>> begin
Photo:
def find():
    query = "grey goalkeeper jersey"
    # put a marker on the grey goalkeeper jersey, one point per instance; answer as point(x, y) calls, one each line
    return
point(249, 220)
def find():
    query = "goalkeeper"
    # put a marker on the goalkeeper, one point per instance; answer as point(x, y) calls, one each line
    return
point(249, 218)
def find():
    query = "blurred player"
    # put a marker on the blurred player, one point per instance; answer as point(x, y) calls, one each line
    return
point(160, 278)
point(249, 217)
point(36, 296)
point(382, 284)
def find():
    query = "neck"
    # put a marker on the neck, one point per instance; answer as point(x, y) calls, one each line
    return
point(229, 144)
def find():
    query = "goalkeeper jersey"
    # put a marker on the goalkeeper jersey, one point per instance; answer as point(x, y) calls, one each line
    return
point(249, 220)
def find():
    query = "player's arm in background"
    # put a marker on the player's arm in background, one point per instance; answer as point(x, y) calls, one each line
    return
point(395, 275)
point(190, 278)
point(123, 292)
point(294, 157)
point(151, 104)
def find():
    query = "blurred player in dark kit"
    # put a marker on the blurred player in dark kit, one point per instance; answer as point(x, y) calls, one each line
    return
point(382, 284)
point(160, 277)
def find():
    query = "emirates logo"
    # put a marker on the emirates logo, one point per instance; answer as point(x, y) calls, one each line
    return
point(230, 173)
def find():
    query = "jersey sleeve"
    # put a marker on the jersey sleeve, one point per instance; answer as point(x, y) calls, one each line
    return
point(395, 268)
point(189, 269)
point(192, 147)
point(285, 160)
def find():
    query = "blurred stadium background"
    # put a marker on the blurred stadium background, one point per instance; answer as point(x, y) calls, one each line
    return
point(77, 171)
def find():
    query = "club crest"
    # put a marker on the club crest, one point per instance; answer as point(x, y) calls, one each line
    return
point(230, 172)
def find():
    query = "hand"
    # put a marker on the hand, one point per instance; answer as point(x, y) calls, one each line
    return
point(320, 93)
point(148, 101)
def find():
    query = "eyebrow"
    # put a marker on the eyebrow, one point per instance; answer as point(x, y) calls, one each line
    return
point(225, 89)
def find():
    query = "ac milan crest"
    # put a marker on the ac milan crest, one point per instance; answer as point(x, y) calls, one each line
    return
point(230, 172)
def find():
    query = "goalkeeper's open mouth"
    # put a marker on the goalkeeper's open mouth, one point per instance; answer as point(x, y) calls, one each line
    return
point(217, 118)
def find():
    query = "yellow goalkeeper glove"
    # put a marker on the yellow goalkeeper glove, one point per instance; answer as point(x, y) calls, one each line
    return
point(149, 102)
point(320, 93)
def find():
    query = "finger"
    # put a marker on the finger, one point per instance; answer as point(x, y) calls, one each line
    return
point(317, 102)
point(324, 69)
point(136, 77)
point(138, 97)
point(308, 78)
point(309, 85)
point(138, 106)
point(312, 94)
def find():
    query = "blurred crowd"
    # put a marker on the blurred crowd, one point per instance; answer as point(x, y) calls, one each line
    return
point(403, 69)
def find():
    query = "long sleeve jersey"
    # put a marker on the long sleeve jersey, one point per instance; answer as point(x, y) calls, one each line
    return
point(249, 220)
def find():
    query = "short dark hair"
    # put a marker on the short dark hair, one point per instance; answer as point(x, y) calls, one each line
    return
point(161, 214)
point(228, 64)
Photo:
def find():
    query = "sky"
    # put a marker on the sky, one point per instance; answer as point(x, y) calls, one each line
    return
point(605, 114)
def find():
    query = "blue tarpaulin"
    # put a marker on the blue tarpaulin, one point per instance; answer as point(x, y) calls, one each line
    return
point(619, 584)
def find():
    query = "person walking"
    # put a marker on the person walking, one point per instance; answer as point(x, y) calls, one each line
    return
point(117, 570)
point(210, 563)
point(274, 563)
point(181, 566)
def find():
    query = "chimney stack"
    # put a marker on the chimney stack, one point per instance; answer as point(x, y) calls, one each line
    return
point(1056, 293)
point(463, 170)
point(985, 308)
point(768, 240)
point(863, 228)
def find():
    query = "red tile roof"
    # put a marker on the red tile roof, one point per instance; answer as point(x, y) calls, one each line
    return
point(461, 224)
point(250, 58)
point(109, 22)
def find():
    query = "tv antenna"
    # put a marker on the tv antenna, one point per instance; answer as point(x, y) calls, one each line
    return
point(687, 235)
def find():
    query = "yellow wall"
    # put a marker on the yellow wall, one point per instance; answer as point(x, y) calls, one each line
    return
>> end
## Problem requirements:
Reproduce all of the entries above line for line, with no change to any character.

## The result:
Photo:
def find():
    query = "grey goalkeeper jersey"
    # put a marker on the grey goalkeeper jersey, one point per instance; answer as point(x, y) calls, one each line
    return
point(249, 220)
def find():
    query = "goalkeeper"
    # put a marker on the goalkeeper, one point per instance; answer as point(x, y) calls, one each line
    return
point(249, 218)
def find():
    query = "blurred player"
    # put a marker on the blurred player, one point per instance; answer as point(x, y) calls, one each line
    return
point(160, 278)
point(249, 217)
point(36, 296)
point(382, 284)
def find():
    query = "neck"
    # put a marker on the neck, one point per instance; answer as point(x, y) calls, one each line
    return
point(229, 144)
def find():
    query = "goalkeeper jersey"
    # put a marker on the goalkeeper jersey, one point per instance; answer as point(x, y) calls, one each line
    return
point(249, 220)
def find():
    query = "player's arm in background"
    # put a marker on the player's arm in background, one point per instance; answer as point(x, y) calls, one each line
    return
point(395, 275)
point(190, 278)
point(123, 292)
point(294, 157)
point(151, 104)
def find():
    query = "blurred player in dark kit"
    # put a marker on the blurred player in dark kit, one point per instance; answer as point(x, y) calls, one each line
    return
point(382, 284)
point(160, 277)
def find():
    query = "emirates logo"
    # put a marker on the emirates logo, one point per instance; answer as point(x, y) calls, one each line
    return
point(230, 173)
def find():
    query = "jersey sleeve"
    # put a marker on the jersey sleeve, one point per instance; answer as point(x, y) calls, one each line
    return
point(395, 268)
point(189, 269)
point(192, 147)
point(285, 160)
def find():
    query = "blurred stadium background"
    # put a marker on the blurred stadium background, one point per instance; answer as point(x, y) calls, one each line
    return
point(77, 171)
def find():
    query = "club crest"
    # put a marker on the club crest, one point per instance; answer as point(x, y) calls, one each line
    return
point(230, 172)
def find():
    query = "hand"
    # put a marker on the hand, one point per instance; answer as point(x, y) calls, one each line
    return
point(320, 93)
point(148, 101)
def find():
    query = "eyebrow"
    # put a marker on the eyebrow, one point per instance; answer as point(x, y) calls, one each line
    return
point(225, 89)
def find():
    query = "ac milan crest"
    # put a marker on the ac milan crest, one point per instance; answer as point(x, y) calls, one each line
    return
point(230, 172)
def find():
    query = "goalkeeper's open mouth"
    # put a marker on the goalkeeper's open mouth, one point per instance; answer as point(x, y) calls, one each line
    return
point(217, 118)
def find():
    query = "yellow goalkeeper glove"
    # put a marker on the yellow goalkeeper glove, one point per instance; answer as point(x, y) calls, one each line
    return
point(149, 102)
point(320, 93)
def find():
    query = "finger"
    # put a marker on the finger, one point per instance; answer as point(x, y) calls, one each line
    return
point(317, 102)
point(324, 69)
point(136, 77)
point(138, 97)
point(308, 78)
point(309, 85)
point(138, 106)
point(312, 94)
def find():
    query = "blurred crowd"
    # put a marker on the blurred crowd, one point per instance; answer as point(x, y) calls, one each line
    return
point(403, 69)
def find():
    query = "long sleeve jersey"
    # put a marker on the long sleeve jersey, one point per instance; answer as point(x, y) calls, one each line
    return
point(249, 220)
def find():
    query = "short dark hair"
    # put a marker on the short dark hair, one point per instance; answer as point(x, y) calls, one each line
    return
point(161, 214)
point(228, 64)
Photo:
def find():
    query = "sky"
    # put a marker on the sky, one point per instance; answer as point(x, y) calls, one each line
    return
point(605, 114)
def find():
    query = "blue tarpaulin"
    # put a marker on the blue tarpaulin, one point per instance; answer as point(x, y) calls, one each line
    return
point(619, 584)
def find():
    query = "person walking"
    # put a marker on the person walking, one point per instance; answer as point(x, y) calls, one each line
    return
point(117, 570)
point(210, 563)
point(274, 563)
point(181, 566)
def find():
    query = "chimney stack"
    # put a marker on the chimney stack, one point per instance; answer as point(x, y) calls, one each line
    return
point(1056, 293)
point(463, 170)
point(985, 308)
point(768, 240)
point(863, 228)
def find():
    query = "red tile roof"
    # put a marker on the red tile roof, one point per instance; answer as point(x, y) calls, one each line
    return
point(461, 224)
point(250, 58)
point(109, 22)
def find():
    query = "tv antenna"
    # put a marker on the tv antenna, one point per instance; answer as point(x, y) calls, one each line
    return
point(687, 235)
def find():
    query = "yellow wall"
    # put a marker on the yellow wall, one point per instance; answer as point(x, y) calls, one each line
    return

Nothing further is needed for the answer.